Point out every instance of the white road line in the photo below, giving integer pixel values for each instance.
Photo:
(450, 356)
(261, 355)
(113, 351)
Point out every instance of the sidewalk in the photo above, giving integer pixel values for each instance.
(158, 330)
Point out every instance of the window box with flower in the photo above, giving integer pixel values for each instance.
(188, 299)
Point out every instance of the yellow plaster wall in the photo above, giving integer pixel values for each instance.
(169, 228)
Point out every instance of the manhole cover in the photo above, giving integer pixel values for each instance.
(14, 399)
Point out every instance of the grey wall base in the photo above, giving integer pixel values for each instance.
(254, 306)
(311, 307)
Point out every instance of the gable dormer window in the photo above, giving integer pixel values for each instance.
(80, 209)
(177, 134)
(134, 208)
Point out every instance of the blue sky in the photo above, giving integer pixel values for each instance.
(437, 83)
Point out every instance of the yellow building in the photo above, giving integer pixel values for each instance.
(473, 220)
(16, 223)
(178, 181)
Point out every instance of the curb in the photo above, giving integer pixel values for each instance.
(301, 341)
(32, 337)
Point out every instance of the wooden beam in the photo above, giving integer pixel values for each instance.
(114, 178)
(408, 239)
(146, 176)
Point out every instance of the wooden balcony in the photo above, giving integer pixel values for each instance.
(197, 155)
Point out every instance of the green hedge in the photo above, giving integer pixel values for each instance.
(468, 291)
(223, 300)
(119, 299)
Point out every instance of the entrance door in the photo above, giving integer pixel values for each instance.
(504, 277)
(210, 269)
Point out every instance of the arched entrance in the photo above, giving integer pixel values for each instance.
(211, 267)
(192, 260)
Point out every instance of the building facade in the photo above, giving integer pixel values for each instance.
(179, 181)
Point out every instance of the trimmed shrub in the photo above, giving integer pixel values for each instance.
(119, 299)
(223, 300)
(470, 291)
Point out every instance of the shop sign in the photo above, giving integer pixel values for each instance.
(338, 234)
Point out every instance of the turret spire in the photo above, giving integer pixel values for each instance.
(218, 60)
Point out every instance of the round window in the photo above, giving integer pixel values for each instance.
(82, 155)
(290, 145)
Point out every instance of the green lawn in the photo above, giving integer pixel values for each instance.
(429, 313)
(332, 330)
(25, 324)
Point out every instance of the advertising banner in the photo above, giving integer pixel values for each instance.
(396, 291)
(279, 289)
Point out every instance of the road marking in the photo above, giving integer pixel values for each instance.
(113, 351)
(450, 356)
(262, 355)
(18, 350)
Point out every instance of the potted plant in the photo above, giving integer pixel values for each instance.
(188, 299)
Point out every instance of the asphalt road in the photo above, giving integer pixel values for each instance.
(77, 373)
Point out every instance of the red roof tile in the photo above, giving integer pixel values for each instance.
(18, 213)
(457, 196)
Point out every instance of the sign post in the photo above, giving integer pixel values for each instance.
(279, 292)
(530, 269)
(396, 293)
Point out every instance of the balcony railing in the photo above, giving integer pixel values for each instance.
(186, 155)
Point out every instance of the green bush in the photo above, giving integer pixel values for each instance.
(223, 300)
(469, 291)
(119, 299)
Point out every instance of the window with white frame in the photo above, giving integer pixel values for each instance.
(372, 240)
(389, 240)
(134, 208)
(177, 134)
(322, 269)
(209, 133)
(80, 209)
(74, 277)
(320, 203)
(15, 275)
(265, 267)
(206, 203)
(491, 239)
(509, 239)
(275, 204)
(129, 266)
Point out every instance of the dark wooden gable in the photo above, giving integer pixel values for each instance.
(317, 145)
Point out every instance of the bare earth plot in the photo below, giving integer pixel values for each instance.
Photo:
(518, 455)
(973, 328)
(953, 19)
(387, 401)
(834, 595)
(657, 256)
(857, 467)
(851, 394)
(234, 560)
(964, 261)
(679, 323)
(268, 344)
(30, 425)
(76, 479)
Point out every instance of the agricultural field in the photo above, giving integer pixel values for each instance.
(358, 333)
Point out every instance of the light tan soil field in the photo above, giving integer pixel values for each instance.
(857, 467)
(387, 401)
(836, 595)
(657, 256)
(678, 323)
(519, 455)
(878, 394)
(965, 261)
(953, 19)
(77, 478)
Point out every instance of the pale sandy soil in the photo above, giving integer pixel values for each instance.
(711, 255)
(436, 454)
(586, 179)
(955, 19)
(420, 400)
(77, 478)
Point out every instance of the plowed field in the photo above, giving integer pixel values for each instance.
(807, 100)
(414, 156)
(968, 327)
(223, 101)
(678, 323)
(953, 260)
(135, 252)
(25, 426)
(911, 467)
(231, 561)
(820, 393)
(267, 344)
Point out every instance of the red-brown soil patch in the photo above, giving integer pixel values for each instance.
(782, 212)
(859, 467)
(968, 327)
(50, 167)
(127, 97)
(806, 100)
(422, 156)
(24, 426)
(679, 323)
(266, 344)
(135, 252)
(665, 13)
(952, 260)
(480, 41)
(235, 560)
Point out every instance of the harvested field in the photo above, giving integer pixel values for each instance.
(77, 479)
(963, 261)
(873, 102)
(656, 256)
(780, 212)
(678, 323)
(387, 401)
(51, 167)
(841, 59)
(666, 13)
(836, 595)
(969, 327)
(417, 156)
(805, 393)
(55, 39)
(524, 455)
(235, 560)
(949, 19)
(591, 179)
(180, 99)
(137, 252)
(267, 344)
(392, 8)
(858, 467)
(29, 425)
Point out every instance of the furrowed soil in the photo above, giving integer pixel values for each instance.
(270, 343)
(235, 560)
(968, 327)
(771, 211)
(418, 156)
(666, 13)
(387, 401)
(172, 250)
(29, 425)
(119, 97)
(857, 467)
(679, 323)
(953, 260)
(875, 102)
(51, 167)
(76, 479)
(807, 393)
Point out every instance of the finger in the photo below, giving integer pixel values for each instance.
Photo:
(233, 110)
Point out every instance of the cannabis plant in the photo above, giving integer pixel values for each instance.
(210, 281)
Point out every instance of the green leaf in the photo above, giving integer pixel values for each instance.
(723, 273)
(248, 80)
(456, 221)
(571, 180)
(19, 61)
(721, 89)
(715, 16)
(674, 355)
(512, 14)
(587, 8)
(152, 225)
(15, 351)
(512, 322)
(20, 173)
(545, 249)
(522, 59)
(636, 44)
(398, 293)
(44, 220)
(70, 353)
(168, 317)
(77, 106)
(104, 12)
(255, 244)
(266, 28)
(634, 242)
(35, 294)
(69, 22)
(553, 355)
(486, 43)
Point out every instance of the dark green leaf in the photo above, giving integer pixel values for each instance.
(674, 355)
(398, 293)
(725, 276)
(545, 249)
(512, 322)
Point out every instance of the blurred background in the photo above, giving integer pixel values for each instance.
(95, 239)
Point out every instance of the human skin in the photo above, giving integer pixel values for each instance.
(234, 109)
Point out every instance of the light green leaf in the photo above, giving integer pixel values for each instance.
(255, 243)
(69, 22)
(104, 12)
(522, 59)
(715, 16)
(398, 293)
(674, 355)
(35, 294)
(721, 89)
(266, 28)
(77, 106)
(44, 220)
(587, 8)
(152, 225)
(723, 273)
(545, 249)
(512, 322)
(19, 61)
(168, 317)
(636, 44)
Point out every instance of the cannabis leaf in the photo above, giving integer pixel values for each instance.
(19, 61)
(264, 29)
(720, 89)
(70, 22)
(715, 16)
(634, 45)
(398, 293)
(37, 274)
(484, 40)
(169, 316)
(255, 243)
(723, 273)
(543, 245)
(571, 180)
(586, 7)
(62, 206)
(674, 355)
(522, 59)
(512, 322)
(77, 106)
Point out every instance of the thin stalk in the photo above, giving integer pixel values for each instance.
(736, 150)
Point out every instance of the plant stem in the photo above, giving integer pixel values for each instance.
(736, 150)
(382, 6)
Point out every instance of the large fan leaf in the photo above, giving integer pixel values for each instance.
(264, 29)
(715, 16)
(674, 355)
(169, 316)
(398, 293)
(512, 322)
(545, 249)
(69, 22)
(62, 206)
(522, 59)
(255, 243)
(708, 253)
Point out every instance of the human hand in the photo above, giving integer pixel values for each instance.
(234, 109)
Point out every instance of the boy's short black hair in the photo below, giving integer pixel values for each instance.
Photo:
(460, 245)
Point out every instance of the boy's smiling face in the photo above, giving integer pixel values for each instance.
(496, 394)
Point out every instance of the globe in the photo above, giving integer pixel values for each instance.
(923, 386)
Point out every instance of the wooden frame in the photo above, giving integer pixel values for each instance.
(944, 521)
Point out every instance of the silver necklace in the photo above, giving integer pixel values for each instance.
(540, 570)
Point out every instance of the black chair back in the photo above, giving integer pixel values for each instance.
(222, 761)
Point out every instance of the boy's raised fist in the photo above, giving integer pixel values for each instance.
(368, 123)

Given task →
Quote exactly the line containing "Point out every instance of the boy's short" and every later line through the end of the listing, and no other lines.

Output for this task →
Point out every instance of the boy's short black hair in the photo below, giving integer pixel values for each instance.
Photo:
(460, 245)
Point out every instance of the boy's smiling face in the photo above, giving integer pixel values for each instance.
(496, 394)
Point out every instance of the globe in the photo above, giving integer pixel values for each instance.
(923, 386)
Point out every instance of the wooden frame in the photo above, giving integer pixel values for each instance.
(944, 521)
Point out every instance of the silver necklace in the photo above, giving integer pixel values for each instance.
(540, 570)
Point out every instance of the black chair back in the photo above, giving integer pixel values for each instance.
(222, 761)
Point out every instance of the boy's raised fist in the photo above, giving integer pixel values for each instance.
(368, 123)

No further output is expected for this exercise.